- **СТРОКИ**:
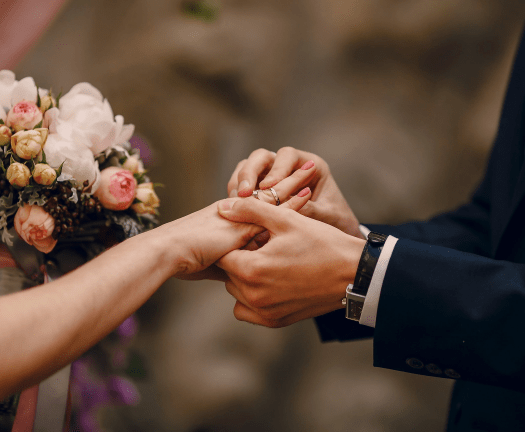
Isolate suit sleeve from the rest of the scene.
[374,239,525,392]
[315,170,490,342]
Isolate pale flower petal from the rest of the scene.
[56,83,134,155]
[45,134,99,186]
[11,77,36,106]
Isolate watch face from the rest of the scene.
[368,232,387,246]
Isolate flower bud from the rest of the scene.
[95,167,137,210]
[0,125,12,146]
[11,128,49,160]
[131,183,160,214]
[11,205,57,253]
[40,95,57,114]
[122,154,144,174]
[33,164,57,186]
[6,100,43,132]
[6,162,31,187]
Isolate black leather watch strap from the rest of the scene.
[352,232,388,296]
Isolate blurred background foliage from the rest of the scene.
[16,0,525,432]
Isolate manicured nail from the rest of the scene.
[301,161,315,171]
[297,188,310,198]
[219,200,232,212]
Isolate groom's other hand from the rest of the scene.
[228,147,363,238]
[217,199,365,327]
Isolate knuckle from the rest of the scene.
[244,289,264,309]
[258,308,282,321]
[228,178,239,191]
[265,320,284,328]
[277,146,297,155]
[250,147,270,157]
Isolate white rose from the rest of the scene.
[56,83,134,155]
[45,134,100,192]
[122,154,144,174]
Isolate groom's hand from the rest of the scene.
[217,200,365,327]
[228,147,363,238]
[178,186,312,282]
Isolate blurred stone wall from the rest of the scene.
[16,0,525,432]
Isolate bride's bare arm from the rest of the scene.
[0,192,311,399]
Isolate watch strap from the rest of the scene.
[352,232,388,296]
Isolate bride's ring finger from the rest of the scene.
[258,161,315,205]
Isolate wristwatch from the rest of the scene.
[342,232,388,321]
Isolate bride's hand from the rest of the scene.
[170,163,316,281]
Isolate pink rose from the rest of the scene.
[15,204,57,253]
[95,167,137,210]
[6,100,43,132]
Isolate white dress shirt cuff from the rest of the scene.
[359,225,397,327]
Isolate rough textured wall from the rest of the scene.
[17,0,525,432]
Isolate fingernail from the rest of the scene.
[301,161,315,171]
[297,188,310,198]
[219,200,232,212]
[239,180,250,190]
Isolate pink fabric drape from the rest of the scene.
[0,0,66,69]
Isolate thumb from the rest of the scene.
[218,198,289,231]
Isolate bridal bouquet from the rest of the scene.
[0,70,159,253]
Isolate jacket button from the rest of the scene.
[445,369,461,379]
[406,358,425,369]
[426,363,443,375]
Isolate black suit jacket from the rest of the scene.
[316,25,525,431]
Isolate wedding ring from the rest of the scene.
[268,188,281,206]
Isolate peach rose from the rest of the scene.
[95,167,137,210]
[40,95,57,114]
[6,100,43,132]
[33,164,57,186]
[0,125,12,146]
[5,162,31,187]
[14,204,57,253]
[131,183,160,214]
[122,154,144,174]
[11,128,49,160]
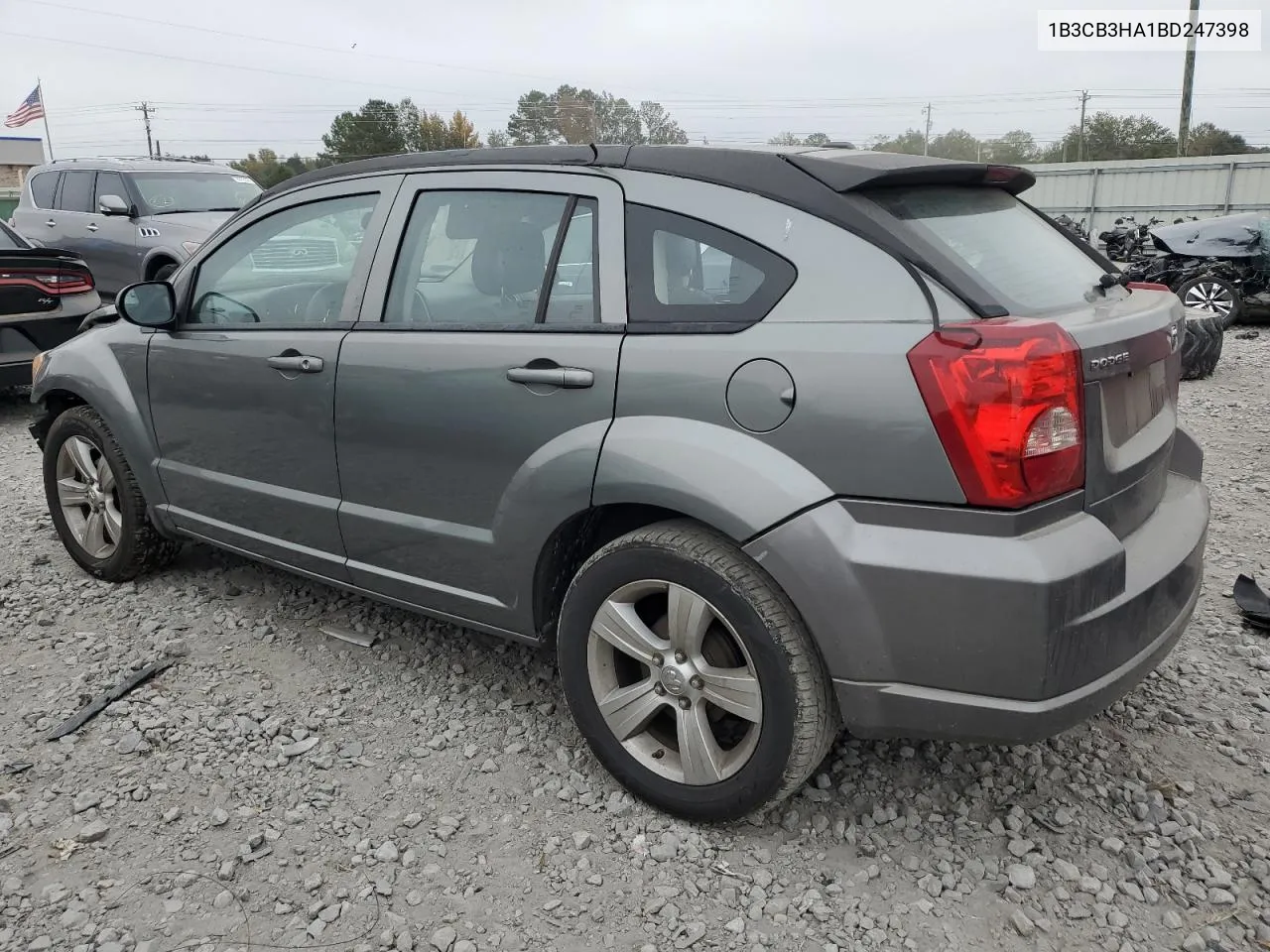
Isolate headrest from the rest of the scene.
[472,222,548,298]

- **ПИСЬМЕННОЕ ЗАДАНИЕ**: Замените «white rose» на «ivory rose» на отрезке от строки с «Isolate knuckle from the rest of the scene.» до последней строки включительно и выведите эти строки заново, больше ничего не меняя. Изображения в ответ не включайте.

- **ОТВЕТ НИЖЕ**:
Isolate knuckle from the rest of the scene.
[244,289,264,309]
[258,308,282,321]
[228,178,239,191]
[265,320,284,328]
[277,146,297,155]
[250,147,270,157]
Isolate ivory rose from the rest of the scene.
[56,83,134,155]
[45,134,100,192]
[122,154,144,174]
Isolate groom's hand from the rest of the scene.
[217,200,365,327]
[228,147,363,238]
[178,186,312,282]
Isolate blurred stone wall from the rest of the scene.
[16,0,525,432]
Isolate bride's bare arm from the rest of the scene.
[0,192,311,399]
Isolate watch strap from the rest of the scene.
[352,232,388,296]
Isolate bride's ring finger from the rest of the scene.
[258,161,315,205]
Isolate wristwatch from the rest of the scene.
[342,232,388,321]
Isolate bride's hand from the rest of the scene.
[170,163,316,281]
Isolate pink rose from the rest of the scene.
[15,204,57,253]
[95,167,137,210]
[6,100,43,132]
Isolate white dress shirt cuff from the rest of the scene.
[359,225,397,327]
Isolate rough textured wall from the rest of the scene.
[17,0,525,432]
Isolate fingernail from the rest of the scene.
[301,161,315,171]
[297,188,310,198]
[219,200,232,212]
[239,180,250,190]
Isolate pink fabric drape from the rest of the scene.
[0,0,66,69]
Isolate thumb from the rest of the scene.
[218,198,289,231]
Isolate bridal bouquet from the rest of the scene.
[0,70,159,253]
Isolate jacket button from the rest of the scene.
[445,369,461,379]
[406,358,425,369]
[426,363,443,375]
Isolate black suit jacket from the rest of the scene.
[316,25,525,431]
Isolate wedding ring from the rest of the scene.
[268,188,281,206]
Isolate peach rose from the rest of the scene.
[95,167,137,210]
[40,95,57,114]
[6,100,43,132]
[33,164,57,186]
[0,125,12,146]
[5,162,31,187]
[14,204,57,253]
[131,183,160,214]
[122,154,144,174]
[11,128,49,160]
Isolate headrest from the rest of the scene.
[472,222,548,298]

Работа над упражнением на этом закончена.